I was astounded by Theresa Toni’s letter to the editor titled “Racial Discrimination,” published Feb. 18 in print in The Baltimore Sun. In that letter, Ms. Toni argues that DEI hires will somehow undermine America’s meritocracy and by eliminating DEI all that President Donald Trump wants to do is to enable the emergence of a pure meritocracy. That’s a laugh.

Most of the people Mr. Trump nominated to work in his cabinet, who’ve been confirmed, do they belong to the meritocracy of the United States? What is the experience of Mr. Pete Hegseth to lead the Pentagon or any organization of the size, scope and budget of the Pentagon? Could it be his experience as weekend host at Fox News that qualifies him for this position or could it be his public drinking bouts?

How about the appointment of Robert Kennedy as head of the Department of Health and Human Services? How does that comport with the idea that Mr. Kennedy has been appointed because he belongs to the meritocracy, when he’s a confirmed anti-vaxxer who has traded in conspiracies about vaccines and has marketed these conspiracies for personal profit? For that matter, Mr. Kash Patel for head of the FBI, is he qualified because he boasted about having an “enemies list” of Trump’s opponents he would target for prosecution? A meritocracy should not consist of only loyalists. Mr. Trump is an absolutist who does not brook opposition within his ranks. He believes in the patronage system of crony capitalism, not in meritocracy.

▶ **Questions to answer**:
1) Rewrite the paragraph of the letter beginning "How about the appointment of Robert Kennedy" as a short bulleted list that keeps its main points.
2) From the letter, extract word for word the stretch from "I was astounded" through "public drinking bouts?".
3) Continue the letter about Trump's cabinet nominees and meritocracy, picking up after its final sentence.

▶ **Extracted entries**:
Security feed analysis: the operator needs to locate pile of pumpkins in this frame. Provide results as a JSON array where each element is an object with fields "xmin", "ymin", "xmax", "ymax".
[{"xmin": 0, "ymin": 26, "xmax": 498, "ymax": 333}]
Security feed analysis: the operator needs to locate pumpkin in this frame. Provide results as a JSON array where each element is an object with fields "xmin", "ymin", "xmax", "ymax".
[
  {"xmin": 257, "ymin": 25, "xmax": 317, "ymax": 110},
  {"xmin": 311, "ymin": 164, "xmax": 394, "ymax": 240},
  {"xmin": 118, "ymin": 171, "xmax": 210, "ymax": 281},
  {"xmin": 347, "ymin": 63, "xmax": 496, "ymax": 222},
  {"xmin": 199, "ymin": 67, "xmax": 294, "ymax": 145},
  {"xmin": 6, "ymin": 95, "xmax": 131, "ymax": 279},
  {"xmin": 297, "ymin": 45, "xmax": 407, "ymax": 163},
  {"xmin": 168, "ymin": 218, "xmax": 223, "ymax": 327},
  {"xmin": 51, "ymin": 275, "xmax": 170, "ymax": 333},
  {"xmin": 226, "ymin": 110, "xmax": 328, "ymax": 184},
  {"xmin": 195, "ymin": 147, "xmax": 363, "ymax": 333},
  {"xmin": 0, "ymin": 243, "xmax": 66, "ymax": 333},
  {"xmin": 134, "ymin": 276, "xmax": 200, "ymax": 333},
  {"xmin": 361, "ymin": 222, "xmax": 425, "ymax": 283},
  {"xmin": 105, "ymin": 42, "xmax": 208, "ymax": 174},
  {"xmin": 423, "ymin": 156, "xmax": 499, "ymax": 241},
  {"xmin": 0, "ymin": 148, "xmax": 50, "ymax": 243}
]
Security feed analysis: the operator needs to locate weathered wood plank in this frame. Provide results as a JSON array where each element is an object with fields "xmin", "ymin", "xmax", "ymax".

▶ **Expected responses**:
1)
- Robert Kennedy's appointment as head of the Department of Health and Human Services is presented as inconsistent with meritocracy, since he is a confirmed anti-vaxxer who has traded in vaccine conspiracies and marketed them for personal profit.
- Kash Patel's qualification to head the FBI is questioned, given his boast of an "enemies list" of Trump's opponents to target for prosecution.
- A meritocracy should not consist only of loyalists.
- Mr. Trump is described as an absolutist who does not brook opposition within his ranks and who believes in the patronage system of crony capitalism rather than meritocracy.

2)
I was astounded by Theresa Toni’s letter to the editor titled “Racial Discrimination,” published Feb. 18 in print in The Baltimore Sun. In that letter, Ms. Toni argues that DEI hires will somehow undermine America’s meritocracy and by eliminating DEI all that President Donald Trump wants to do is to enable the emergence of a pure meritocracy. That’s a laugh.

Most of the people Mr. Trump nominated to work in his cabinet, who’ve been confirmed, do they belong to the meritocracy of the United States? What is the experience of Mr. Pete Hegseth to lead the Pentagon or any organization of the size, scope and budget of the Pentagon? Could it be his experience as weekend host at Fox News that qualifies him for this position or could it be his public drinking bouts?

3)
Ms. Toni presents us with a hypothetical question that when two people have applied for the same job of pilot and the DEI candidate out of the two is less qualified than the non-DEI candidate who is more meritorious and qualified, then who should be picked for the position. Her implicit bias shows in the way she phrases this hypothetical. Cannot a person be a DEI candidate and also meritorious? Cannot a DEI candidate be talented, knowledgeable and innovative? It seems to me, in Ms. Toni’s mind, DEI candidates cannot make the cut to join the American meritocracy just by virtue of being DEI candidates.

The writer infuses her question with the stench of prejudice and presents it, in her letter, as an innocent supposition. Let me phrase the same question this way: If a talented and highly qualified DEI candidate and his non-DEI counterpart, both, apply for the same position of pilot should the DEI candidate be denied the job, on the assumption he has to be inferior because inferiority is written into his DEI status?

The Trump administration loses its right to discuss the American meritocracy one because it is headed by Mr. Trump, two because he has nominated many people who cannot be considered meritorious or deserving of the positions for which he has chosen them and three because Trump 2.0, at its inception, is proving to be brutal, incompetent and impetuous.